#### [PAGE EXTRACT]
# # # #

A brain tumor removed from a 26-year-old Ph.D. student turned out to be an "evil twin" in the form of a teratoma — a kind of tumor with different types of tissue, including hair, teeth and bone.

The extremely rare tumors are thought to arise when cells of an embryonic twin are absorbed in the body of a developing fetus.

Yamini Karanam, a student at Indiana University's School of Informatics, went to doctors when she suddenly started having trouble in school, was failing to understand basic information and having trouble communicating with friends and school colleagues.

After six months visiting a number of neurologists and neurosurgeons across the country in search of an answer, specialists told Karanam they had detected what they thought was a cyst or tumor on her pineal gland, located deep within the center of the brain.

Surgery to remove it would be risky, she was told, but she located a surgeon in Los Angeles, Dr. Hrayr Shahinian, who specializes in extracting tumors from deep within the brain using minimally invasive "keyhole" techniques.

The surgery was a success, but things turned strange when Shahinian realized that what he had removed wasn't any kind of usual tumor; it was a teratoma, a clump of bone, hair and teeth tissue.

After surgery, when she awoke, Karanam was shocked when she learned of the tumor and the "evil twin sister who's been torturing me for the past 26 years," she said in an interview.

# # # #

#### [INFORMATION PROVIDED]

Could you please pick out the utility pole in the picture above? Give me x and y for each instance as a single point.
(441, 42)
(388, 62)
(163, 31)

# # # #

#### [EXERCISE]
Please copy, word for word, the passage of the brain tumor article above that begins at "Yamini Karanam, a" and ends at "and school colleagues.".

#### [ANSWER TO THIS PROBLEM]
Yamini Karanam, a student at Indiana University's School of Informatics, went to doctors when she suddenly started having trouble in school, was failing to understand basic information and having trouble communicating with friends and school colleagues.